### TEXT PROVIDED
These factors can create a complex and challenging environment for managing data, and one in which libraries can have a significant positive role supporting e-science. A needs assessment can help to characterise scientists' research methods and data management practices, highlighting gaps and barriers [2], and thereby improve the odds for libraries to plan appropriately and effectively implement services in the local setting [3].

Methods

An initiative to conduct a science data services needs assessment was developed and approved in early 2009 at the University of Oregon. The initiative coincided with the hiring of a science data services librarian, and served as an initial project for the position. A researcher-centric approach to the development of services was a primary factor in using an assessment to shape services [4]. The goals of the project were to:

define the information services needs of science research staff;
inform the Libraries and other stakeholders of gaps in the current service structures; and
identify research groups or staff who would be willing to participate in, and whose datasets would be good subjects for, pilot data curation projects.

The library took the lead role on the assessment, consulting with other stakeholders in its development and implementation. Campus Information Services provided input on questions regarding campus information technology infrastructure, and to avoid unnecessary overlap with other IT service activities focused on research staff. The Vice President for Research and other organisational units were advised of the project and were asked for referrals to potential project participants. These units provided valuable input in the selection of staff contacts. Librarian subject specialists also suggested staff who might be working with data and interested in participating. Librarians responsible for digital collections, records management, scholarly communications, and the institutional repository were involved in the development of the assessment questions and project plan.

The questions used in the assessment were developed through an iterative process. A literature and Web review located several useful resources and examples. These included the University of Minnesota Libraries' study of scientists' research behaviours [3], and a study by Henty, et al. on the data management practices of Australian researchers [5]. The Data Audit Framework (DAF - now called the Data Asset Framework) methodology was considered to provide the most comprehensive set of questions with a field-tested methodology and guidelines [6][7][8][9][10][11]. The stages outlined in the DAF methodology were also instructive, although we elected not to execute a process for identifying and classifying assets (DAF Stage 2), since the organisational structure of our departments and institutes are not conducive to that level of investigation. From the beginning it was recognised that recruitment of scientists was based as much on their willingness to participate as their responsibility for any specific class or type of research-generated data.

A first draft set of questions was based largely on the DAF, with input from the University's Campus Information Services, and the Electronic Records Archivist who had recently conducted interviews with social scientists in an investigation of their records-management practices [12]. The question set was further refined based on a suggested set of data interview questions from the Purdue University Libraries [13]. The Data Curation Profiles project by Purdue University Libraries and the University of Illinois, Urbana-Champaign [14], was in process at that time, and materials shared by those investigators also influenced the final set of interview questions. The final set of questions is included in the Appendix.

One of the recommendations of the DAF methodology is to create a business case to formalise the justification for and benefits, costs, and risks of the assessment [6]. The methodology materials included a useful model for the structure and content of this document. Familiarity with the risks and benefits in the local context was helpful for outreach to deans, chairs, and individual staff. Establishing common definitions for the topics and issues at hand improved the outreach process, and established realistic expectations for the outcomes of the assessment prior to the interviews.

### DATA TO EXAMINE

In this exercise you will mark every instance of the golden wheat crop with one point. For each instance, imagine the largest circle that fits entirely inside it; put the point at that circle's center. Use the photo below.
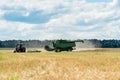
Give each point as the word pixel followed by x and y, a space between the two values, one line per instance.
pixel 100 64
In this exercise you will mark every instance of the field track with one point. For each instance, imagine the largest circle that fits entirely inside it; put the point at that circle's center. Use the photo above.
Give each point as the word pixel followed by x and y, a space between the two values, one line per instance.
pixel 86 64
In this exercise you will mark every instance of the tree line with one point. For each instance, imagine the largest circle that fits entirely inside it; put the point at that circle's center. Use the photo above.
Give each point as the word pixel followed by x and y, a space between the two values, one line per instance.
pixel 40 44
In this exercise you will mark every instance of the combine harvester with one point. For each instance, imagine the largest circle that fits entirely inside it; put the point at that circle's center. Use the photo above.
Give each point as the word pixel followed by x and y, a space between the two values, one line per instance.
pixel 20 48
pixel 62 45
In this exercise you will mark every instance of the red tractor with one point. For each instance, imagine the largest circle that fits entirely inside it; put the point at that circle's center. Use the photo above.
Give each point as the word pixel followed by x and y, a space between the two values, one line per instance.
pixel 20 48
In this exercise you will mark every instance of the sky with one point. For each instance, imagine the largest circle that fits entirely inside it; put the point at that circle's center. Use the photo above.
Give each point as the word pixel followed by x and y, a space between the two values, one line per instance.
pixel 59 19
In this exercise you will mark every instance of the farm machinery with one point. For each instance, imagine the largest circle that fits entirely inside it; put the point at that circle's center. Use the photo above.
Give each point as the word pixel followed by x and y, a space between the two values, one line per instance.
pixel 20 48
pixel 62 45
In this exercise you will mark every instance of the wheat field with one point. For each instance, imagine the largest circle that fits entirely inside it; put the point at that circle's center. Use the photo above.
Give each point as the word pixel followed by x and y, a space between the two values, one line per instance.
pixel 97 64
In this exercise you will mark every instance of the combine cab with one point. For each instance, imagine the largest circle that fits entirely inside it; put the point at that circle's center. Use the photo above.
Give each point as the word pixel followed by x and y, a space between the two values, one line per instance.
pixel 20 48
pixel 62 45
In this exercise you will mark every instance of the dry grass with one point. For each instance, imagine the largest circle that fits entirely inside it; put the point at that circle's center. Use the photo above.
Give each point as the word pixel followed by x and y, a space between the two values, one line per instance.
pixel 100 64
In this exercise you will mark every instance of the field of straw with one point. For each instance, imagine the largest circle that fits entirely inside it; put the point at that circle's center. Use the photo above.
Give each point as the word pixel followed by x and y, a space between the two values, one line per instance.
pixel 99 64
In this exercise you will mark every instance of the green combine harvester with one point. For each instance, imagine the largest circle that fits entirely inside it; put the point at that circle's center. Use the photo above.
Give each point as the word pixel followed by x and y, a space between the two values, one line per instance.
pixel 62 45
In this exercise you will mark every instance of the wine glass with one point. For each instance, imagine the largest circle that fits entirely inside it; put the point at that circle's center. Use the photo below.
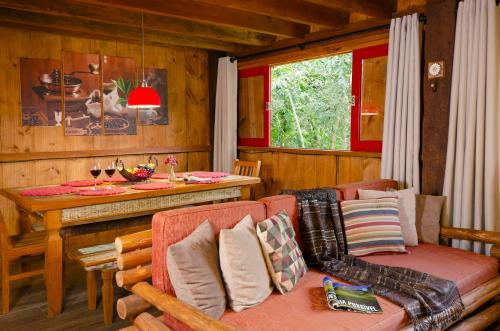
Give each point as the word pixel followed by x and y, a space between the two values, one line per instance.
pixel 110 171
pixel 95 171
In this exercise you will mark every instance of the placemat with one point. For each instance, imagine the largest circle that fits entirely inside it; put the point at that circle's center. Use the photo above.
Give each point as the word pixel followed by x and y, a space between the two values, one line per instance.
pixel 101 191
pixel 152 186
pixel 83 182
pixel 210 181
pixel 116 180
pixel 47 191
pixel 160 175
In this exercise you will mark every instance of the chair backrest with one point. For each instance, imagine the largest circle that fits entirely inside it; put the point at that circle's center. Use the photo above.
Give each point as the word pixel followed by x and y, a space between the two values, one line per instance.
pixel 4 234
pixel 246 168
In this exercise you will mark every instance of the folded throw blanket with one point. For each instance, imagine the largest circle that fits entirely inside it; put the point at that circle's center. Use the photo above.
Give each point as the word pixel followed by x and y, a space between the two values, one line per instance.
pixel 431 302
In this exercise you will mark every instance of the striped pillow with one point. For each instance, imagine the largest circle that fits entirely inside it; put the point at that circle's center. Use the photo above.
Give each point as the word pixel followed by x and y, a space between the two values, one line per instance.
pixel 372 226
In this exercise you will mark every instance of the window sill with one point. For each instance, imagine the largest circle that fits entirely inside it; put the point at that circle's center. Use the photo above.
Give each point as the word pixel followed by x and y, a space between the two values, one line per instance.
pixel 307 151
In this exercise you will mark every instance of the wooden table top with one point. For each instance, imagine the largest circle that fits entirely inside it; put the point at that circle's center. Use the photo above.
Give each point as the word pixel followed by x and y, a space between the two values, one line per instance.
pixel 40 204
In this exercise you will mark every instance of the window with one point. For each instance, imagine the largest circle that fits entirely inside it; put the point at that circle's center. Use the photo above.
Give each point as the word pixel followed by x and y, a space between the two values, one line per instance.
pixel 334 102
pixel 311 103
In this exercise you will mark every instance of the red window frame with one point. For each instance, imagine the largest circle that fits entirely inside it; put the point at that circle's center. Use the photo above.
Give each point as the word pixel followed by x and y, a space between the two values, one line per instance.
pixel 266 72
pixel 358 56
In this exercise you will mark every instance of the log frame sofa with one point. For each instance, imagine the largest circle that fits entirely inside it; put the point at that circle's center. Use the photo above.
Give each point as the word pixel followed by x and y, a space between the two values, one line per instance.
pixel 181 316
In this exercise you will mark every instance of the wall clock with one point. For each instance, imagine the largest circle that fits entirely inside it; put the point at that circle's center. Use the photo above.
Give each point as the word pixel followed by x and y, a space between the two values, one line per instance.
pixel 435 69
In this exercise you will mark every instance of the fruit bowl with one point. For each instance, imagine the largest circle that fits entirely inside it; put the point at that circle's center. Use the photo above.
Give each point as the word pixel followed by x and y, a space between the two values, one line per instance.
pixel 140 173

### EXERCISE INSTRUCTIONS
1) In the needs-assessment text, which framework's methodology was judged to provide the most comprehensive set of questions?
2) Duplicate a passage of the needs-assessment text word for word, beginning at the words "An initiative to" and stopping after "data curation projects.".
The records were drawn from a different source than the needs-assessment text.

### RESULTS BY TASK
1) The Data Audit Framework (DAF), now called the Data Asset Framework.

2)
An initiative to conduct a science data services needs assessment was developed and approved in early 2009 at the University of Oregon. The initiative coincided with the hiring of a science data services librarian, and served as an initial project for the position. A researcher-centric approach to the development of services was a primary factor in using an assessment to shape services [4]. The goals of the project were to:

define the information services needs of science research staff;
inform the Libraries and other stakeholders of gaps in the current service structures; and
identify research groups or staff who would be willing to participate in, and whose datasets would be good subjects for, pilot data curation projects.